▶ **Exercise description**:
Can you render every line of the data below as a numbered list, leaving out any blank lines?

▶ **Excerpted data**:
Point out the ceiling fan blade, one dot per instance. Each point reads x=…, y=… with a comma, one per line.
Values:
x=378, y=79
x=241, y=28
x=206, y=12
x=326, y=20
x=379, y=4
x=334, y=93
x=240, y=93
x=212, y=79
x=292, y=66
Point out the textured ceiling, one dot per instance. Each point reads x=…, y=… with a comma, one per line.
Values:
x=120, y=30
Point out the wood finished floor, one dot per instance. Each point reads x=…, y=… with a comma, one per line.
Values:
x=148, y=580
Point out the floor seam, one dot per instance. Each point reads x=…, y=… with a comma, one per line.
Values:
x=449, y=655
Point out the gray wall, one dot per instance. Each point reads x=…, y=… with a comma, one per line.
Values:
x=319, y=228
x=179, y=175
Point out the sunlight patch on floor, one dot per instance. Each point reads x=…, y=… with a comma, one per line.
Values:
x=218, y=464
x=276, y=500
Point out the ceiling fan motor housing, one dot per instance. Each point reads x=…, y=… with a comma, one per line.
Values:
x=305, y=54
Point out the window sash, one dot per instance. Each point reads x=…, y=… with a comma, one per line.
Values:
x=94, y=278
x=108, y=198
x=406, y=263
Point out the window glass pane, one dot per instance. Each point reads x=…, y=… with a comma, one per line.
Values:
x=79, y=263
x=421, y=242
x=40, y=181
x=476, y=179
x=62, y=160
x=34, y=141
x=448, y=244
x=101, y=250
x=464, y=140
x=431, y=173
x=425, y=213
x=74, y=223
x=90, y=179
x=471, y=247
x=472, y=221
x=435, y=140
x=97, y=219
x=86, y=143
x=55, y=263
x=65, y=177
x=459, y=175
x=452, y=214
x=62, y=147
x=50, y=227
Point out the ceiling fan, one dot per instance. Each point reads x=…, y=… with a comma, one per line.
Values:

▶ **Written answer**:
1. Point out the ceiling fan blade, one dot per instance. Each point reads x=…, y=… with a comma, one per line.
2. Values:
3. x=378, y=79
4. x=241, y=28
5. x=206, y=12
6. x=326, y=20
7. x=379, y=4
8. x=334, y=93
9. x=240, y=93
10. x=212, y=79
11. x=292, y=66
12. Point out the textured ceiling, one dot per instance. Each point reads x=…, y=… with a comma, one per line.
13. Values:
14. x=120, y=30
15. Point out the wood finished floor, one dot per instance. Each point reads x=…, y=… with a comma, one per line.
16. Values:
17. x=148, y=580
18. Point out the floor seam, one dot per instance. Each point reads x=…, y=… with a comma, one per line.
19. Values:
20. x=449, y=655
21. Point out the gray wall, one dot per instance. Each point reads x=…, y=… with a comma, one per line.
22. Values:
23. x=319, y=228
24. x=179, y=175
25. Point out the sunlight patch on floor, one dot per instance. Each point reads x=…, y=… with a comma, one per line.
26. Values:
27. x=218, y=464
28. x=276, y=500
29. Point out the ceiling fan motor housing, one dot per instance. Each point reads x=…, y=… with a comma, one per line.
30. Values:
31. x=305, y=54
32. Point out the window sash, one dot per instance. Each point reads x=…, y=… with a comma, one per line.
33. Values:
34. x=94, y=278
35. x=108, y=198
36. x=406, y=263
37. Point out the window glass pane, one dot per instance. Each point reads x=…, y=… with a comma, one per line.
38. Values:
39. x=79, y=263
40. x=421, y=242
41. x=40, y=181
42. x=476, y=179
43. x=62, y=160
44. x=34, y=141
45. x=448, y=244
46. x=101, y=250
47. x=464, y=140
48. x=431, y=173
49. x=425, y=213
50. x=74, y=223
51. x=90, y=179
52. x=471, y=247
53. x=472, y=221
54. x=435, y=140
55. x=97, y=219
56. x=86, y=143
57. x=55, y=263
58. x=65, y=177
59. x=459, y=175
60. x=452, y=214
61. x=62, y=147
62. x=50, y=227
63. Point out the ceiling fan, one dot per instance. Each point reads x=…, y=… with a comma, one per line.
64. Values:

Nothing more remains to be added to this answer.